▸ **EXTRAIT À LIRE**
---+---

Au XIXe siècle, pouvait-on être femme et avoir un positionnement politique et l’exprimer sans être une femme aristocrate féministe et engagée socialement et politiquement comme Josefa Amar y Borbón ? Toutes les femmes n’avaient pas les moyens, la force morale et le soutien des hommes pour participer, pour exprimer publiquement leurs visions de la politique. Les rôles que la société attribuait aux femmes étaient liés à la maternité et vie maritale. Mais pouvaient-elles, malgré les restrictions morales et sociales, exprimer un positionnement politique au moins dans le domaine privé, entre femmes ? María Micaela de Zavala était une femme anonyme, épouse et mère d’hommes politiques, et dans ses lettres elle exprime son propre positionnement politique.

El ángel del Hogar, 24 de febrero de 1865. Source : https://journals-openedition-org.gorgone.univ-toulouse.fr/argonauta/479

Une femme entourée d’hommes politiques

María Micaela de Zavala est une femme entourée d’hommes, surtout d’hommes politiques. Son frère, Manuel José Zavala, comte de Villafuertes, était un homme politique très engagé dans le camp libéral. Il a été député général de Guipúzcoa à plusieurs reprises pendant le règne de Carlos IV, chef politique et gouverneur civil de Guipúzcoa. En outre, son mari, qui est décédé en 1838, était un homme politique libéral, qui avait étudié à la Sociedad Vascongada de Amigos del País, et il intégra cette association en 1796 comme surnuméraire.

Portrait de José Joaquín Salazar Sanchez Samaniego. Source : AGUINALDE OLAIZOLA, F. (adarsus.com) B. (1985). Vida y política cotidiana. La sociedad vasca del siglo XIX en la correspondencia del archivo de la casa Zavala. (Vol. II). San Sebastian

Cependant, sa belle-famille était d’un autre avis. Son oncle par alliance était absolutiste. Il était ministre de la Marine pendant les périodes de la restauration absolutiste (1814-1816 et 1823-1832). Pendant cette dernière période, il avait protégé son neveu par alliance, le comte de Villafuertes, suite aux persécutions judiciaires qu’il avait subies après son mandat durant le Trienio Liberal (1820-1823).

Selon les études basées sur la biographie réalisée sur ce personnage par son meilleur ami Fernández de Navarrete, Luis María de Salazar y Salazar était un excellent bureaucrate, obéissant, qui s’est retrouvé dans le camp absolutiste, se trouvant dans l’obligation d’accepter la fleur de Lys de Vendée, symbole de la restauration absolutiste en Europe.

---+---

▸ **ÉNONCÉ**
Traduisez en anglais cette phrase du texte sur María Micaela de Zavala : « María Micaela de Zavala est une femme entourée d’hommes, surtout d’hommes politiques. » Les enregistrements ne sont d'aucune utilité ici.

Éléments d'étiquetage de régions

---+---

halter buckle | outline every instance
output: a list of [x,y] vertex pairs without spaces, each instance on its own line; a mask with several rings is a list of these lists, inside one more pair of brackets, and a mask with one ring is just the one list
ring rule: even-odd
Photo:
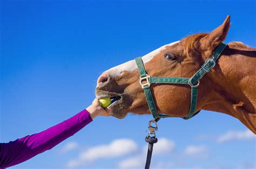
[[[208,65],[209,64],[211,64],[210,67],[207,67],[206,65]],[[201,66],[201,67],[206,72],[208,72],[211,71],[211,69],[212,69],[213,67],[215,66],[215,62],[214,60],[213,60],[213,58],[207,58],[206,60],[205,60],[205,63]]]
[[[150,83],[149,82],[149,78],[150,76],[147,74],[146,74],[146,76],[145,77],[139,77],[139,84],[142,86],[142,89],[144,89],[144,87],[146,86],[150,86]],[[142,81],[146,79],[146,83],[142,83]]]
[[[154,124],[154,126],[152,125],[152,123]],[[157,123],[154,120],[151,120],[149,122],[149,127],[147,127],[147,130],[149,131],[149,133],[147,134],[147,136],[149,137],[150,135],[154,135],[156,137],[156,131],[158,130],[157,128]]]

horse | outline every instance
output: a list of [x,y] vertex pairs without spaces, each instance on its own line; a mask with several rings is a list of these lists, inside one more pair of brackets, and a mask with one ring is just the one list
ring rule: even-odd
[[[199,33],[165,45],[142,57],[152,76],[191,77],[225,40],[230,16],[208,33]],[[98,99],[113,100],[107,114],[119,119],[128,113],[150,114],[134,60],[104,72],[95,92]],[[150,86],[157,111],[184,117],[189,111],[191,89],[184,84]],[[196,111],[223,113],[240,120],[256,134],[256,49],[240,42],[227,44],[215,66],[200,79]]]

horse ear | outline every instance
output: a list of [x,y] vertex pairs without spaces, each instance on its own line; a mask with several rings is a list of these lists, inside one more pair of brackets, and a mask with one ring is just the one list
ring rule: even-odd
[[223,23],[200,40],[203,50],[214,50],[223,40],[230,27],[230,15],[228,15]]

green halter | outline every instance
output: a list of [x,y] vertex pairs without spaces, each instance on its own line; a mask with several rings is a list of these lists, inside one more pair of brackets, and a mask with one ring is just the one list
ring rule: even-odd
[[[140,75],[139,83],[144,90],[145,95],[147,100],[150,112],[156,121],[158,121],[161,118],[172,117],[166,114],[159,114],[157,111],[157,107],[152,96],[150,90],[150,84],[153,83],[165,83],[165,84],[180,84],[189,85],[191,86],[191,99],[190,100],[190,109],[188,113],[186,116],[182,118],[185,120],[188,119],[199,112],[199,111],[195,113],[197,108],[198,86],[199,80],[205,73],[215,66],[216,60],[221,54],[227,44],[223,42],[216,49],[212,56],[207,58],[201,67],[191,78],[186,77],[151,77],[146,72],[143,62],[141,57],[135,59],[138,69]],[[143,83],[143,81],[146,80],[146,83]]]

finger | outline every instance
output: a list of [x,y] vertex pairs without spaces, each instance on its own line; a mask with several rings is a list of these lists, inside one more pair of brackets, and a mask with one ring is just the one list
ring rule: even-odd
[[100,115],[107,117],[110,116],[110,114],[107,113],[107,112],[102,112]]

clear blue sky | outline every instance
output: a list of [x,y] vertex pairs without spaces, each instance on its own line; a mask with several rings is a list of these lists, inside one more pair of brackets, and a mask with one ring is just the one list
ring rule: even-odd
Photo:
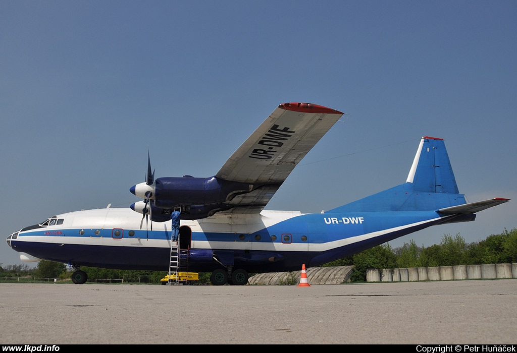
[[[320,212],[405,181],[445,139],[470,202],[517,199],[514,1],[3,1],[0,234],[129,207],[156,175],[206,177],[279,104],[344,117],[269,209]],[[392,242],[477,242],[515,201]],[[22,264],[0,245],[0,263]]]

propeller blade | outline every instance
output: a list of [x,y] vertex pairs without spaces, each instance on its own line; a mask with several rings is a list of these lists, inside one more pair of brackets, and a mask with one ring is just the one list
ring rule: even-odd
[[151,158],[149,155],[149,150],[147,150],[147,177],[145,180],[145,183],[148,185],[151,185],[155,182],[155,171],[151,171]]

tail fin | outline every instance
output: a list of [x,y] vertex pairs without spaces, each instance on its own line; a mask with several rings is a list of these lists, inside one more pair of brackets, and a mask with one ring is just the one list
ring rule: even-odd
[[465,203],[443,139],[424,136],[405,183],[325,213],[437,211]]
[[406,182],[414,192],[459,193],[443,139],[422,138]]

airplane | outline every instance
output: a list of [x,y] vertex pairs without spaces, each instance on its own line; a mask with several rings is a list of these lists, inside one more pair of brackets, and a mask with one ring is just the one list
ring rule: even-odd
[[[428,227],[473,221],[509,201],[467,203],[443,139],[420,140],[406,181],[316,214],[264,207],[294,167],[343,113],[321,105],[279,105],[209,178],[155,178],[147,154],[143,199],[130,207],[80,211],[11,234],[25,262],[166,271],[173,249],[189,271],[211,272],[215,285],[243,285],[250,274],[292,271],[349,256]],[[145,220],[145,221],[144,221]]]

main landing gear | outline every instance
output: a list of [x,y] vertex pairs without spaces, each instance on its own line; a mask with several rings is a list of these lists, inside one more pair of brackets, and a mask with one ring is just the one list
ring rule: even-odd
[[226,283],[232,285],[245,285],[248,284],[249,276],[246,270],[238,268],[232,270],[232,266],[226,266],[227,269],[218,268],[212,272],[210,281],[214,285],[224,285]]
[[79,267],[74,267],[73,273],[72,274],[72,282],[75,284],[82,284],[88,280],[88,275],[84,271],[79,269]]

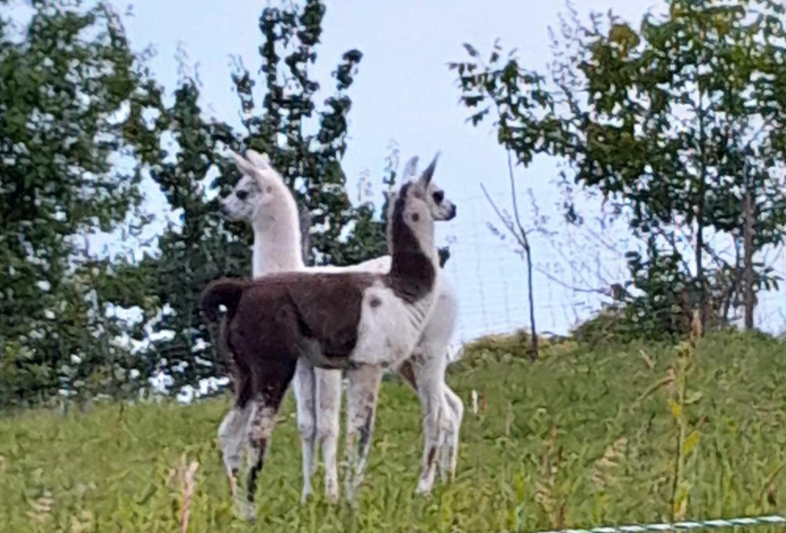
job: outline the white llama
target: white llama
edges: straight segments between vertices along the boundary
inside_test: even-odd
[[[243,177],[232,193],[222,200],[222,210],[229,218],[248,222],[254,231],[254,276],[292,270],[309,272],[389,272],[390,256],[365,261],[352,267],[310,267],[303,265],[301,233],[295,199],[281,176],[270,167],[267,158],[249,150],[250,161],[235,156]],[[417,158],[404,171],[405,179],[416,172]],[[433,183],[415,182],[416,192],[427,203],[435,220],[452,217],[455,206]],[[457,458],[459,429],[463,404],[445,384],[447,345],[455,323],[457,303],[453,287],[443,276],[436,308],[428,321],[411,359],[398,369],[417,391],[424,411],[425,446],[419,492],[428,492],[433,485],[435,450],[439,449],[440,472],[453,475]],[[347,496],[354,495],[362,479],[374,427],[377,395],[384,369],[364,366],[347,373]],[[341,402],[340,371],[314,367],[307,360],[298,362],[295,376],[298,429],[303,448],[302,498],[311,492],[310,478],[314,452],[321,444],[325,461],[325,488],[329,499],[338,498],[336,450]],[[233,477],[241,461],[244,444],[244,429],[251,414],[250,407],[235,406],[222,422],[219,438],[226,468]],[[441,425],[441,428],[438,427]],[[440,431],[441,429],[441,431]],[[437,441],[441,433],[443,439]]]

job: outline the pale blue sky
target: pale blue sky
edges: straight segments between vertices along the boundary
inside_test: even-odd
[[[124,2],[116,3],[119,10],[126,10]],[[271,3],[278,5],[244,0],[138,0],[133,16],[124,21],[135,49],[148,45],[157,49],[149,64],[170,90],[178,79],[174,55],[182,42],[189,61],[198,63],[208,114],[239,125],[230,55],[242,56],[252,71],[259,68],[257,20],[262,9]],[[322,44],[313,69],[323,87],[329,86],[330,72],[345,50],[358,48],[363,53],[350,91],[351,139],[343,161],[351,194],[354,196],[363,171],[370,170],[376,180],[391,139],[398,142],[402,159],[417,154],[423,160],[441,150],[435,179],[458,205],[458,217],[440,225],[439,235],[442,242],[454,242],[448,272],[459,289],[460,338],[528,324],[523,264],[486,227],[494,214],[479,186],[485,183],[501,204],[509,205],[505,154],[497,144],[490,124],[472,128],[465,122],[467,112],[457,103],[455,73],[446,64],[466,57],[462,42],[475,45],[487,55],[498,37],[504,47],[518,48],[527,68],[545,71],[550,57],[547,27],[557,24],[557,13],[565,11],[565,5],[528,0],[334,0],[327,4]],[[577,0],[575,5],[583,16],[611,8],[637,26],[645,11],[662,9],[663,2]],[[525,220],[533,216],[527,191],[531,188],[542,214],[552,217],[554,229],[560,229],[556,220],[559,211],[554,207],[559,195],[551,183],[556,176],[554,162],[538,160],[516,173]],[[150,205],[155,207],[156,192],[149,192]],[[606,236],[612,241],[619,238]],[[581,246],[587,246],[581,239],[568,234],[535,236],[536,262],[542,270],[580,284],[581,280],[567,273],[567,263],[581,260],[576,256],[582,254]],[[560,246],[573,251],[562,255],[557,250]],[[614,257],[602,257],[596,267],[602,277],[612,281],[619,281],[625,272]],[[598,283],[597,279],[589,281]],[[560,333],[578,318],[586,317],[587,306],[597,306],[597,299],[567,290],[542,273],[536,275],[535,298],[541,329]]]

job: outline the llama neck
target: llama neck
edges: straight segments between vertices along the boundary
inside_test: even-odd
[[[396,201],[391,225],[391,284],[394,292],[410,305],[421,301],[430,302],[439,269],[434,246],[434,221],[429,217],[431,227],[424,226],[416,235],[403,220],[406,191],[403,193],[403,197]]]
[[[304,267],[300,223],[294,199],[291,203],[278,206],[276,210],[254,221],[252,268],[255,277],[277,272],[302,270]]]

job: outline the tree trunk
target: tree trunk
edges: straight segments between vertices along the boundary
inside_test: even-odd
[[[753,195],[750,191],[745,192],[743,198],[743,246],[745,283],[745,329],[753,329],[753,312],[755,306],[753,294]]]
[[[535,298],[532,292],[532,250],[527,246],[524,249],[527,254],[527,284],[529,288],[530,299],[530,330],[532,333],[532,352],[530,358],[535,361],[538,360],[538,330],[535,328]]]

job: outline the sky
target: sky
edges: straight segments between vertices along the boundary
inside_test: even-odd
[[[116,2],[121,13],[127,12],[123,21],[132,47],[155,47],[156,55],[149,65],[156,78],[170,93],[174,89],[178,78],[175,55],[182,48],[192,73],[198,73],[201,81],[207,114],[237,126],[239,105],[230,77],[230,55],[242,57],[252,71],[259,68],[257,47],[262,40],[257,20],[262,9],[271,4],[280,5],[247,0],[137,0],[129,10],[125,2]],[[584,16],[592,10],[605,13],[611,9],[634,27],[645,12],[663,7],[662,2],[654,0],[576,0],[574,5]],[[332,0],[327,6],[318,60],[311,70],[314,76],[323,87],[330,86],[330,73],[343,53],[356,48],[363,53],[349,91],[353,107],[343,162],[351,195],[356,197],[364,172],[370,173],[376,193],[381,194],[379,177],[391,140],[399,146],[402,164],[418,155],[424,166],[440,151],[435,180],[458,207],[457,218],[439,223],[437,230],[439,243],[451,245],[446,275],[458,291],[457,339],[527,326],[524,264],[509,239],[501,240],[488,228],[495,217],[480,189],[484,184],[501,206],[509,208],[505,152],[497,144],[490,122],[472,127],[465,122],[468,114],[458,104],[456,74],[446,65],[467,58],[462,43],[469,42],[487,56],[499,38],[505,49],[518,49],[523,66],[545,72],[550,57],[548,27],[558,24],[558,13],[566,12],[565,5],[527,0]],[[537,267],[534,297],[539,329],[563,334],[597,310],[601,301],[595,295],[565,286],[597,285],[599,278],[620,281],[626,272],[624,263],[611,250],[614,245],[624,246],[625,235],[598,228],[598,238],[588,243],[581,235],[565,230],[556,206],[560,199],[553,183],[557,172],[555,162],[536,159],[527,169],[516,169],[516,179],[524,225],[532,227],[545,217],[545,225],[556,232],[533,235]],[[155,188],[146,192],[148,206],[163,210],[165,203]],[[608,250],[603,243],[608,243]],[[582,261],[587,263],[585,269],[590,273],[586,276],[596,274],[592,279],[571,273],[570,264]],[[773,324],[782,324],[780,306],[776,302],[770,307],[762,312],[780,316]]]

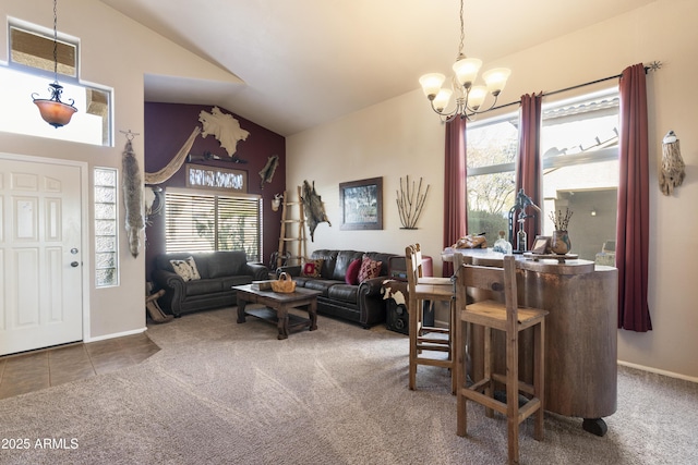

---+---

▸ **TÂCHE ACCOMPLIE**
María Micaela de Zavala is a woman surrounded by men, especially by politicians.